Consigne A: D'après le texte, pour qui vaut-il mieux passer aux yeux de ceux qui tirent les ficelles politiques et économiques ?
Consigne B: Recopiez le passage du texte qui va de « Il est toujours » à « de se perpétuer. ».

Texte:
Il est toujours amusant de voir la crédulité du plus grand nombre l’emporter quand l’analyse du pourquoi-on-en-est-arrivé-là est à la mode :   le système en place ne serait que la conséquence de choix idéologiques plus ou moins judicieux, d’incompétences vaguement matinées d’arrivisme, de suivisme et d’arrogance, enfin bref : les dirigeants seraient juste des cons bornés, seulement intéressés par l’argent facile et une vision à court termes. En réalité, cette analyse de surface est tout à fait intéressante, mais pour ceux qui tirent les ficelles politiques et économique : il vaut mieux en réalité passer pour un abruti borné, un peu faible, que pour un machiavélique calculateur qui se goinfre sur le dos des peuples…et permet à un système opaque, mafieux et profondément injuste de se perpétuer.

Données extraites:

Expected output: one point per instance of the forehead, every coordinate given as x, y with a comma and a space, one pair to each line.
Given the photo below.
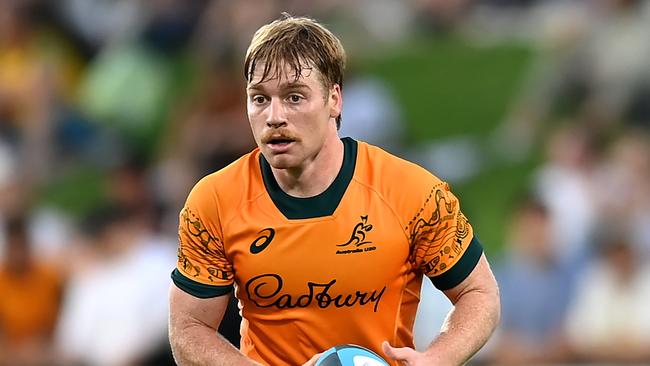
283, 74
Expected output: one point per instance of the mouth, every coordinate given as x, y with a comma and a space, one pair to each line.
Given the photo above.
279, 143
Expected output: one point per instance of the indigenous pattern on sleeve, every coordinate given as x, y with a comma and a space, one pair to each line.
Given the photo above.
439, 233
201, 254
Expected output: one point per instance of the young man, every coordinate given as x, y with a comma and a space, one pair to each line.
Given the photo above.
326, 240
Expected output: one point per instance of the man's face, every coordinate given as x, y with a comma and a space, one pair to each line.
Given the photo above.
291, 118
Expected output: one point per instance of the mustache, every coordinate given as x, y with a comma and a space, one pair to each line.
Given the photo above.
278, 135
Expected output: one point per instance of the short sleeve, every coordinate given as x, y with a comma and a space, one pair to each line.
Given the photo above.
442, 241
203, 269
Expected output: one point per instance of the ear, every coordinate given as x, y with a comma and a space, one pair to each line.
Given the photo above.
335, 101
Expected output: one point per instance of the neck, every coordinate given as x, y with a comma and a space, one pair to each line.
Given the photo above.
316, 174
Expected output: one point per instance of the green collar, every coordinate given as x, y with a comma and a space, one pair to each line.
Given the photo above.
320, 205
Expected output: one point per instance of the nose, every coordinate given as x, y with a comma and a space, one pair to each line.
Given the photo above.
276, 116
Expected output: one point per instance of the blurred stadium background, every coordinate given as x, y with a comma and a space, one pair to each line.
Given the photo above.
536, 112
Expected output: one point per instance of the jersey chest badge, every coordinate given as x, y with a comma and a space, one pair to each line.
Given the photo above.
358, 241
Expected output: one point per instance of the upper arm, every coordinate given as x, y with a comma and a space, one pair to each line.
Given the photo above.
187, 310
480, 279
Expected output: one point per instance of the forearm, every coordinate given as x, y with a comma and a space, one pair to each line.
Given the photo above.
466, 329
198, 344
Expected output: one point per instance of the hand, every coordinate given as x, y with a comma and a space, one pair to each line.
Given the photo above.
407, 355
313, 359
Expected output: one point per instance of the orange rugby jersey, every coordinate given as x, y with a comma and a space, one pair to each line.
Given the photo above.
342, 267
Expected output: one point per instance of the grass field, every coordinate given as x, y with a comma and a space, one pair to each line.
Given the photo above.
445, 87
449, 87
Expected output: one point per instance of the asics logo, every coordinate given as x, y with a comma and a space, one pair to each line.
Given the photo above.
263, 240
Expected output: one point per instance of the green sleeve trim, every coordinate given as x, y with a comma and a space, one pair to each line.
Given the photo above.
198, 289
465, 265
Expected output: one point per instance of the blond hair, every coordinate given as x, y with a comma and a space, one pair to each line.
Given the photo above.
300, 43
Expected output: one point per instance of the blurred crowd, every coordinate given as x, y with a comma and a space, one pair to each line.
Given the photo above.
142, 98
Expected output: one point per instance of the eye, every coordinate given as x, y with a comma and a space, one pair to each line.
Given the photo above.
295, 98
258, 99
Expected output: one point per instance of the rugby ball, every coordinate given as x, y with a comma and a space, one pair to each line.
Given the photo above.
350, 355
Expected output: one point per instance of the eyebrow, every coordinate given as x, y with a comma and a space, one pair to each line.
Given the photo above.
284, 86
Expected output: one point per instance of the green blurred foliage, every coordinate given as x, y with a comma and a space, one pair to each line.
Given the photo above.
449, 87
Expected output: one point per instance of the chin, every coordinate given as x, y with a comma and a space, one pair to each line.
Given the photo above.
281, 162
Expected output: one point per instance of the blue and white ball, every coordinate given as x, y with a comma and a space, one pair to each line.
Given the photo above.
350, 355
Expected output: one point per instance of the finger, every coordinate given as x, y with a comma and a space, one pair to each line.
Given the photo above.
313, 359
400, 354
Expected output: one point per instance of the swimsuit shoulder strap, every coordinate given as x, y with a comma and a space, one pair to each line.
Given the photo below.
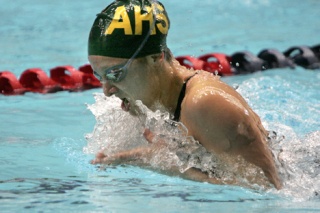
180, 99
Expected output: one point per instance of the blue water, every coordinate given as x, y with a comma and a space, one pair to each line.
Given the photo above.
43, 164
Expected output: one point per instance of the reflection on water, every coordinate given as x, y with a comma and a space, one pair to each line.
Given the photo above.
116, 130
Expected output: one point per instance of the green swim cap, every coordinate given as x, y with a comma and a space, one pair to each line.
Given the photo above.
120, 29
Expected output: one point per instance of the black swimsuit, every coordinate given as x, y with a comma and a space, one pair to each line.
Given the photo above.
181, 96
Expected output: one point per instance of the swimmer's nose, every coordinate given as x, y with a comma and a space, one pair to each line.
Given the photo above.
109, 89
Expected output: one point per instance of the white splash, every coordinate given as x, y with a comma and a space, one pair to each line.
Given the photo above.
116, 130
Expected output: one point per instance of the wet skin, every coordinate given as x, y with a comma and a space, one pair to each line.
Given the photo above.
213, 112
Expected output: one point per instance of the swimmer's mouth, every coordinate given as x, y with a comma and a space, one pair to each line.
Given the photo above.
125, 105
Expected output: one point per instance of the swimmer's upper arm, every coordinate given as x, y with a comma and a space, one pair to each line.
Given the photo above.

Résultat A: Pour un abruti borné, un peu faible, plutôt que pour un machiavélique calculateur.

Résultat B:
Il est toujours amusant de voir la crédulité du plus grand nombre l’emporter quand l’analyse du pourquoi-on-en-est-arrivé-là est à la mode :   le système en place ne serait que la conséquence de choix idéologiques plus ou moins judicieux, d’incompétences vaguement matinées d’arrivisme, de suivisme et d’arrogance, enfin bref : les dirigeants seraient juste des cons bornés, seulement intéressés par l’argent facile et une vision à court termes. En réalité, cette analyse de surface est tout à fait intéressante, mais pour ceux qui tirent les ficelles politiques et économique : il vaut mieux en réalité passer pour un abruti borné, un peu faible, que pour un machiavélique calculateur qui se goinfre sur le dos des peuples…et permet à un système opaque, mafieux et profondément injuste de se perpétuer.